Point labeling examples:
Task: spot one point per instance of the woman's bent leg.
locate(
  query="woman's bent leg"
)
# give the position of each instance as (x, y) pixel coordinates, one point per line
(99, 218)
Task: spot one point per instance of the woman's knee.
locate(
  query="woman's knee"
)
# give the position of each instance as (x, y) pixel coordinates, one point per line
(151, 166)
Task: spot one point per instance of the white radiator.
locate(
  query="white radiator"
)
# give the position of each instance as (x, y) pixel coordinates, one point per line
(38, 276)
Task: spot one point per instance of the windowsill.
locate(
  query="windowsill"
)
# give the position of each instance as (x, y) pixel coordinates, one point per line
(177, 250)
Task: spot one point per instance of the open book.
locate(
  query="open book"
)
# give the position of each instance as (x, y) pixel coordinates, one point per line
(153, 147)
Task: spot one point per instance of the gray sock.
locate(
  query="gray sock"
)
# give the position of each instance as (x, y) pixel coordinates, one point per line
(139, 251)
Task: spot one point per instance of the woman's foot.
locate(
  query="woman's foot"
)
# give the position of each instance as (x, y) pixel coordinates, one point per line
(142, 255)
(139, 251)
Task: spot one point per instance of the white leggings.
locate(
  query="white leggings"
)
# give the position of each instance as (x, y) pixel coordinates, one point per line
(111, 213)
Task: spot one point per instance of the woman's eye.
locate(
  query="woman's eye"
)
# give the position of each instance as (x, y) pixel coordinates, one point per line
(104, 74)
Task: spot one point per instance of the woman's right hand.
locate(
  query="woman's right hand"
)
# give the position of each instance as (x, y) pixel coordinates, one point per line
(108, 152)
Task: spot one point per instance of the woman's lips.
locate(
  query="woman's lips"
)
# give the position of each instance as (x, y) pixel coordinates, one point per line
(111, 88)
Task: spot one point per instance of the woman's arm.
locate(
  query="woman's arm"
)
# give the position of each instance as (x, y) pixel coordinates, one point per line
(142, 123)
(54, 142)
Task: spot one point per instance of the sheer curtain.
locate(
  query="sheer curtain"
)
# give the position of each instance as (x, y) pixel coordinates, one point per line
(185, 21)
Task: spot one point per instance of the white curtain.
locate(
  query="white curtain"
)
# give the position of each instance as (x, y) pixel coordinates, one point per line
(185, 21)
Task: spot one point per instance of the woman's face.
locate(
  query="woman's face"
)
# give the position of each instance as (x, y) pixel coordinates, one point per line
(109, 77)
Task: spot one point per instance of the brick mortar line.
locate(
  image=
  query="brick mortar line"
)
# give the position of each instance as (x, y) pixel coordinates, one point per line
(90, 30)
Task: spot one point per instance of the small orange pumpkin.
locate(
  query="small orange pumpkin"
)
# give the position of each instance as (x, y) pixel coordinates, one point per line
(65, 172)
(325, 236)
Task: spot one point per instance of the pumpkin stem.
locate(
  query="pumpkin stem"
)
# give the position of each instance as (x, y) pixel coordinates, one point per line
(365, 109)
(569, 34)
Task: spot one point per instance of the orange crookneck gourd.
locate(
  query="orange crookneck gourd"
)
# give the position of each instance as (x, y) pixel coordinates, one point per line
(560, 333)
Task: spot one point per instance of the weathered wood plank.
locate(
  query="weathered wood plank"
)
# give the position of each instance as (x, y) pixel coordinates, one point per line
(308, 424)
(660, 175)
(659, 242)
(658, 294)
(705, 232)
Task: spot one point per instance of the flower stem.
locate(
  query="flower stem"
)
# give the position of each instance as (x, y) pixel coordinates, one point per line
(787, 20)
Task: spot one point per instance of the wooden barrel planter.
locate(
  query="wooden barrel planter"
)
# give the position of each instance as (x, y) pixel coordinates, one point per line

Requirement: Reproduce the records above line for line, keeping every character unchanged.

Task answer:
Task: spot one point per instance of the woman's bent leg.
locate(
  query="woman's bent leg"
)
# give the position of each instance as (x, y) pixel coordinates, one point per line
(99, 218)
Task: spot one point per instance of the woman's knee.
locate(
  query="woman's knee"
)
# give the position of each instance as (x, y) pixel coordinates, one point per line
(151, 166)
Task: spot one point per instance of the white radiator.
locate(
  query="white radiator"
)
# give the position of each instance as (x, y) pixel coordinates, one point per line
(38, 276)
Task: spot one point per instance of the windowsill.
locate(
  query="windowsill"
)
# give the position of each instance as (x, y) pixel coordinates, one point per line
(177, 250)
Task: spot one point per instance of the open book.
locate(
  query="open book"
)
# give the position of each instance as (x, y) pixel coordinates, one point per line
(153, 147)
Task: spot one point per instance of the gray sock.
locate(
  query="gray sock"
)
# give the position of each instance as (x, y) pixel coordinates, one point per line
(139, 251)
Task: spot one point per instance of the woman's foot.
locate(
  query="woman's foot"
)
# give the position of each instance as (x, y) pixel coordinates, one point per line
(142, 255)
(139, 251)
Task: spot one point per instance of the white leggings.
locate(
  query="white leggings"
)
# give the position of each instance as (x, y) pixel coordinates, one point per line
(111, 213)
Task: spot one point per instance of the woman's eye.
locate(
  query="woman's eye"
)
# give the position of each instance as (x, y) pixel coordinates, one point per line
(104, 74)
Task: spot one point per instance of the woman's right hand.
locate(
  query="woman's right hand"
)
# give the position of each instance as (x, y) pixel coordinates, one point per line
(108, 152)
Task: spot one point per instance of the woman's lips.
locate(
  query="woman's lips"
)
# give the position of each instance as (x, y) pixel coordinates, one point per line
(111, 88)
Task: spot one point per instance of the woman's arm.
locate(
  query="woman's arm"
)
# give the position of each instance as (x, y) pixel coordinates, one point per line
(142, 123)
(54, 142)
Task: spot one point per instance of the sheer curtain.
locate(
  query="sheer curtain"
)
# give the position of each instance as (x, y) pixel coordinates, one point per line
(185, 21)
Task: spot one point per instance of the white curtain.
locate(
  query="white curtain"
)
# give the position of each instance as (x, y) pixel coordinates, one point per line
(185, 21)
Task: spot one point per instance of the woman's face.
locate(
  query="woman's face"
)
# give the position of each instance as (x, y) pixel coordinates, one point per line
(109, 77)
Task: spot one point per instance of the brick mortar line.
locate(
  image=
  query="brick mortar line"
)
# give the position of each instance as (x, y) pixel coordinates, one point per line
(90, 30)
Task: spot one point per instance of the small orange pumpkin.
locate(
  query="small orange pumpkin"
)
# give the position of each instance as (x, y) pixel coordinates, one point per line
(65, 172)
(325, 236)
Task: spot one point per instance of the pumpkin stem.
locate(
  query="pumpkin stem"
)
# give the position of each instance as (x, y) pixel coordinates, one point per line
(365, 109)
(569, 34)
Task: spot one point per instance of the orange crookneck gourd.
locate(
  query="orange crookneck gourd"
)
# give the position of each instance as (x, y) pixel coordinates, one point per line
(560, 333)
Task: spot one point per instance of the weathered wood plank.
locate(
  query="weathered wood plank"
)
# give the position of each instance as (x, y) pixel coordinates, one point per line
(308, 424)
(660, 175)
(659, 242)
(658, 294)
(705, 232)
Task: spot one point per instance of the flower stem.
locate(
  query="flower stem"
)
# give the position of each instance as (x, y) pixel coordinates, one point per line
(787, 20)
Task: spot one point per instance of the wooden barrel planter.
locate(
  query="wooden barrel planter"
)
# give the position of each instance as (x, y) pixel coordinates, one point per line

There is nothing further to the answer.